§ **QUESTIONS**
1. According to the list of fictional villains, why did Darkstripe feed deathberries to his half-sister? Answer in one to three sentences.
2. In the list of fictional villains, whom does Darktail personally kill in Hawkwing's Journey?
3. Carry on the list of fictional villains from its last sentence.

§ **SOURCE TEXT**
Darkstripe feeding his own half-sister—who was just a kit at the time, mind you—deathberries to keep her quiet about his upcoming betrayal.
Ashfur trying to murder Squirrelflight's father and adopted children to get back at her, over being dumped.
Thistleclaw crosses it when he orders Tigerstar (his apprentice) to maul the kitten named Tiny (later Scourge)...and egged him on. This sets Scourge firmly on his dark path of revenge against Tigerstar.
In A Vision Of Shadows, Darktail crosses it when he murders a defenseless SkyClan warrior named Mistfeather. But he also crosses this earlier in Hawkwing's Journey, where he leads his rogues to attack the gorge and personally kills Hawkwing's father Sharpclaw.
In Wayside School Gets a Little Stranger, Mr. Gorf stole the kids' voices using his third nostril. He crossed it when he used Rondi's voice to tell her mother how much she hated her. He does the same to Joe's mother and would have called Leslie's as well had Miss Mush not intervened.
In the Wolves of Mercy Falls Series, Sam's parents slashed his wrists in the bathtub in hopes of killing him since he couldn't control being a werewolf.
The Libertines in 120 Days of Sodom are perhaps the most sadistic characters in classical literature. They kidnap several people, including their own daughters, and subject them to 120 days of violent, nightmarish psychological, physical, and sexual torture just For the Evulz. They go as far as to disembowel pregnant women and maim their own daughters violently, and the author treats the characters as heroes with minor quirks!
The author in question is none other than the Marquis de Sade, whose very name gave us the very word "sadism." (For good cause, he himself was a serial rapist.) And there's quite a bit more where that came from — in the Sade novel Philosophy in the Bedroom, Eugenie crosses the Horizon with the horrors that she, Dolmance and the other libertines visit upon her own mother, Madame de Mistival, who came to try to rescue her from her corruption, up to and including having her raped by a man with syphillis and then sewing her genitals shut so that the polluted seed will be kept inside, which will most likely lead to her death.
Rosenschiöld seems to have crossed it already before the story starts (he murdered one of wives and drove another wife to suicide), but he definately crosses it when he rapes and nearly kills Beatrice (his third wife) already on their wedding night.

§ **INFORMATION PROVIDED**
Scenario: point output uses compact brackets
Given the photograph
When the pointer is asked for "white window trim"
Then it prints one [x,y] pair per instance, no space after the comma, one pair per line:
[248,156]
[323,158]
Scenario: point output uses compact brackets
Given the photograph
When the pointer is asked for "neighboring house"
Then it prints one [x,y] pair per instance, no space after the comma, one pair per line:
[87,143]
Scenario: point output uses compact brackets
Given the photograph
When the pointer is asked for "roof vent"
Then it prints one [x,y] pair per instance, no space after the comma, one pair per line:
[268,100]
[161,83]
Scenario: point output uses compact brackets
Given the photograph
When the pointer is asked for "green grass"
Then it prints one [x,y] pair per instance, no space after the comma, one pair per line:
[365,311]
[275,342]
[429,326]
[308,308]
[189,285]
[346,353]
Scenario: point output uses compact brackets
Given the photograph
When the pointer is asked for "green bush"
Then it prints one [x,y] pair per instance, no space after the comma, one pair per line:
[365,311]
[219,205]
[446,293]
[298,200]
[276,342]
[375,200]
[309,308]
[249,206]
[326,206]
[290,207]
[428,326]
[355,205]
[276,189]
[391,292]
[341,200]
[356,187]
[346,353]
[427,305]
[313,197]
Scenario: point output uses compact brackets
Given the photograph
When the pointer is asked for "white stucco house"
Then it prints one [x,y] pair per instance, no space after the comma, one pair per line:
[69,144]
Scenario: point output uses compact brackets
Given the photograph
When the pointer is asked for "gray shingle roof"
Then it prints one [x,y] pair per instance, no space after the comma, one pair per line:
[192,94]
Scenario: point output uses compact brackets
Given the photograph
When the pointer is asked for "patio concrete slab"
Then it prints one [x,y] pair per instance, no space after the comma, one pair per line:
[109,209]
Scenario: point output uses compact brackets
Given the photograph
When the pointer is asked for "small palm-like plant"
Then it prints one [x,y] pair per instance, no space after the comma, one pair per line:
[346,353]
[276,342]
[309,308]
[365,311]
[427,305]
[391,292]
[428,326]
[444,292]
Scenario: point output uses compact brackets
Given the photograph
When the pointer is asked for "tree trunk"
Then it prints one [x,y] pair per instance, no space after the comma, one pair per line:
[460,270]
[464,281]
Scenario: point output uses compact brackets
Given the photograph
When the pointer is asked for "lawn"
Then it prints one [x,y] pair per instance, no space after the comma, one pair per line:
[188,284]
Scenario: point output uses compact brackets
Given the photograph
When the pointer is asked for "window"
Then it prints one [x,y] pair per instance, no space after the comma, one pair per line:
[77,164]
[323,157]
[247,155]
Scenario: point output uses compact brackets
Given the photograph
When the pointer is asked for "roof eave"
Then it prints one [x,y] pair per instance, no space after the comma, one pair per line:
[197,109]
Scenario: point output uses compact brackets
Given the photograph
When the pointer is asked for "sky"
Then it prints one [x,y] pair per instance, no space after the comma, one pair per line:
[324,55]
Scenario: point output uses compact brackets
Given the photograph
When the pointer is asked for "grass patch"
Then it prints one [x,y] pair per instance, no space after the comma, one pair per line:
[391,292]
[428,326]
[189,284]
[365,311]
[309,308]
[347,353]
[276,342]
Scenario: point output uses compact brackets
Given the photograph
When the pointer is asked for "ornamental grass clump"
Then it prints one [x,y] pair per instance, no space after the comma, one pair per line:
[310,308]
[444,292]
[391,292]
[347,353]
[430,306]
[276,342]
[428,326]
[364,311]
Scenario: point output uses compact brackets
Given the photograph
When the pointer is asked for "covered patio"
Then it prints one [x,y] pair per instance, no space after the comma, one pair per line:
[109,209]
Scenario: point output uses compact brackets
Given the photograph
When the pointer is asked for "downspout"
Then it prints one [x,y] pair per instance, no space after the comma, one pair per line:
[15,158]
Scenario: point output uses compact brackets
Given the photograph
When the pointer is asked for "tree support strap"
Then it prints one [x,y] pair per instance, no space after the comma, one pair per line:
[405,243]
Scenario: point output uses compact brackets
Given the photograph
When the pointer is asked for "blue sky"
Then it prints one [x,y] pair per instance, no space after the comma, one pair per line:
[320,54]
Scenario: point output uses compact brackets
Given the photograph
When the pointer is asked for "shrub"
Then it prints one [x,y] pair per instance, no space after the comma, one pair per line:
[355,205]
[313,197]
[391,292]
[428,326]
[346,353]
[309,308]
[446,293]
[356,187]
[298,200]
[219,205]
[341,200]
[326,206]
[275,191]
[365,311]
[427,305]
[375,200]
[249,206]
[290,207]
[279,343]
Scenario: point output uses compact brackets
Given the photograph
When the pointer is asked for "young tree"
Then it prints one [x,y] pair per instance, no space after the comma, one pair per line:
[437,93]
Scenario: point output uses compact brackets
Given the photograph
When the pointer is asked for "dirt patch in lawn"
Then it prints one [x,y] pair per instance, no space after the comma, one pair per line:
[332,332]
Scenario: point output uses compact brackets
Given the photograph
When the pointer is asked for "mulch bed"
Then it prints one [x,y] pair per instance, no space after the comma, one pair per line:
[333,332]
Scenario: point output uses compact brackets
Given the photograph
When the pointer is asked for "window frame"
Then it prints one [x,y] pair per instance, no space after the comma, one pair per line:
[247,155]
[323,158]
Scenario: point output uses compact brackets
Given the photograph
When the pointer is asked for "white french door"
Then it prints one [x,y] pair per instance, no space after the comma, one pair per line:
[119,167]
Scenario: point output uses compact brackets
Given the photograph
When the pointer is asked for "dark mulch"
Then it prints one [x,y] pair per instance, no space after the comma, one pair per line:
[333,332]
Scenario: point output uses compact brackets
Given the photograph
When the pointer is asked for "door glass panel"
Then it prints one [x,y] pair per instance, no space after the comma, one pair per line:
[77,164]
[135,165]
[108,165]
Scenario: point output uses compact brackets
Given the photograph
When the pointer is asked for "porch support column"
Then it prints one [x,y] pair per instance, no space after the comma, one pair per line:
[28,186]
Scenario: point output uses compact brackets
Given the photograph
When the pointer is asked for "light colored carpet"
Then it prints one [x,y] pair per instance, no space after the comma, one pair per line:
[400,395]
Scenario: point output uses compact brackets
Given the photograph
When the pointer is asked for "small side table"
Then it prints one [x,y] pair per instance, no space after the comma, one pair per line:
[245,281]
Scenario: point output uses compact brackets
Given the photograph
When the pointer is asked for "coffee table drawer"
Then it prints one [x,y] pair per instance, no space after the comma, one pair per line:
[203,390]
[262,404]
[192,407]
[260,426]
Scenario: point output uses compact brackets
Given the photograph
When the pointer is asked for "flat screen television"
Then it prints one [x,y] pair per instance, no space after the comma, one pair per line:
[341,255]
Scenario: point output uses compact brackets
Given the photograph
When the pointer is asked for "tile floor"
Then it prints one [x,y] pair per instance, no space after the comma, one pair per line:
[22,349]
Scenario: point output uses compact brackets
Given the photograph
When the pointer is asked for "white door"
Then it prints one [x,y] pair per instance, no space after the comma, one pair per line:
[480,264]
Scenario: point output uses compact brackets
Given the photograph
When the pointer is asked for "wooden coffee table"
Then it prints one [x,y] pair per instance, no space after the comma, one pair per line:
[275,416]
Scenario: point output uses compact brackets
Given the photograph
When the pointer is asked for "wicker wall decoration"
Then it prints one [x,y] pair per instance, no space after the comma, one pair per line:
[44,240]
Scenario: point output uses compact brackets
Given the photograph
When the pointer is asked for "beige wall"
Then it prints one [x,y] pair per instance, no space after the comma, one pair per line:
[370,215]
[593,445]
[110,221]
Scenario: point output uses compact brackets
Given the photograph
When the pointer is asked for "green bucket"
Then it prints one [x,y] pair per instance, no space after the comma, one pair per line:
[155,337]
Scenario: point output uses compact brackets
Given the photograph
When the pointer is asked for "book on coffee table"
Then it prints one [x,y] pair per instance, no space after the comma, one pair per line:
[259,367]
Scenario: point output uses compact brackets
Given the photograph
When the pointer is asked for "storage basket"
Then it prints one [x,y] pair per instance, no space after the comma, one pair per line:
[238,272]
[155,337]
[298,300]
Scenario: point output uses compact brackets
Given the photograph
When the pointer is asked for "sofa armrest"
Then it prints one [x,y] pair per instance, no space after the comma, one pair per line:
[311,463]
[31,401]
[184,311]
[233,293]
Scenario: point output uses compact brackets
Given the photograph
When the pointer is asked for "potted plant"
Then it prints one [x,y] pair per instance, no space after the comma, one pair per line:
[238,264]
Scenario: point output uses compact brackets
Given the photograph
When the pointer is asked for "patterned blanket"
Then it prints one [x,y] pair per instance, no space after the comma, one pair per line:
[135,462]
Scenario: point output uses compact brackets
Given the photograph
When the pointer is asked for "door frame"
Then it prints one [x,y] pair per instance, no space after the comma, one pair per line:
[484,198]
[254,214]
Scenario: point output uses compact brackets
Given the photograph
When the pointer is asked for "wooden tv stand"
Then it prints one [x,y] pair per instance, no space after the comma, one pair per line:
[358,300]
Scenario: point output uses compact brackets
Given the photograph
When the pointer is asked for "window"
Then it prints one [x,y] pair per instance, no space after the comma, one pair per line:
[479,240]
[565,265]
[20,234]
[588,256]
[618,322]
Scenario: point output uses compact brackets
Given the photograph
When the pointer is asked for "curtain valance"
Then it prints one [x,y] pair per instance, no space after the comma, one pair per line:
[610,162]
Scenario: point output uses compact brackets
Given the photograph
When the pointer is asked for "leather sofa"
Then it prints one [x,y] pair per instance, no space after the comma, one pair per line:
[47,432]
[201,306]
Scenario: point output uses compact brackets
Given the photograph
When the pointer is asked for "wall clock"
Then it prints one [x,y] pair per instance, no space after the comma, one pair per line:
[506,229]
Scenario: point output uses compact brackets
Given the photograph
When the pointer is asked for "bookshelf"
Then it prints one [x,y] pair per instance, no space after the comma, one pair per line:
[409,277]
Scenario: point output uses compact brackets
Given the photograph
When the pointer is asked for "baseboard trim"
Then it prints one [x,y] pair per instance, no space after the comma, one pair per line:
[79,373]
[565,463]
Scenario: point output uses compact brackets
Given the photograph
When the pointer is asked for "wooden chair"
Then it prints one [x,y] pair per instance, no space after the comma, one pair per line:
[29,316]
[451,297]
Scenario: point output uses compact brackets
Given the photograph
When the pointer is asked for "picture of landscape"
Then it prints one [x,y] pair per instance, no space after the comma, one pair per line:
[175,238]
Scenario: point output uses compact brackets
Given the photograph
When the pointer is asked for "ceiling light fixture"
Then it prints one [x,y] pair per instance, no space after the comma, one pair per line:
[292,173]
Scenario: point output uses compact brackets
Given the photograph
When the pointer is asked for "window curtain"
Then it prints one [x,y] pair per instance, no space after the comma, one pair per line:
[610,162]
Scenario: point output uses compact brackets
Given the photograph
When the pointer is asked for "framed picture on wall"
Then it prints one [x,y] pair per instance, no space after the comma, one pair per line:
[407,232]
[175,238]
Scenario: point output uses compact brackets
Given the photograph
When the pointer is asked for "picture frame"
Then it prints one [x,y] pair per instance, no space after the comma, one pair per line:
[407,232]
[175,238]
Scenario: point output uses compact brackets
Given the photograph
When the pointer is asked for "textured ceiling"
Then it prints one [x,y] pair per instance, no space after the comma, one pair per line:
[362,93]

§ **EXPECTED OUTPUTS**
1. Darkstripe fed her the deathberries to keep her quiet about his upcoming betrayal. She was only a kit at the time.

2. He kills Sharpclaw, Hawkwing's father.

3.
It's hard to tell when Wilhelm and Edvard crossed it because they have so many potential moments. Wilhelm does cruel things like locking Beatrice in a room for a week with no food, and later on beating her almost to death. Edvard makes a fourteen-year-old girl pregnant, then abandons her and shows no remorse when she dies after a butchered abortion. Both of them together force Beatrice into marriage with Rosenschiöld, despite knowing she would suffer. They definately cross it though when they show Beatrice no sympathy after she's raped and nearly killed on her wedding night.
Queen Scarlet of the SkyWings crosses this very early in the series, in The Dragonet Prophecy when she murders Dune, one of the guardians of the Dragonets Of Destiny.
Blister finally crosses this in The Brightest Night, by siccing two dragonbite vipers (a venomous snake whose poison can kill dragons) on Burn. Burn had already anticipated the first one and killed it...but she didn't count on the second one, so it kills her easily. Some argue that she crossed it even earlier in The Dragonet Prophecy, where she slashes Kestrel's throat and tosses her body into the ocean.
Burn herself crosses this in the prologue of the first book (The Dragonet Prophecy), where she snatches the SkyWing egg that Hvitur is carrying, deliberately drops the egg into a gorge, and then has Hvitur murdered.
Anemone comes very close to crossing it in Talons Of Power, due to being Drunk with Power. But a battle with her brother Turtle (who's also an animus dragon like Anemone) convinces her that Darkstalker (who encouraged her to use her powers a lot) isn't as good as she thought he was.
In The Divine Comedy, betraying one's guests is immediately unforgivable In-Universe — such sinners are immediately sent to Ptolomea even though they're still alive, with a demon inhabiting their body until their death.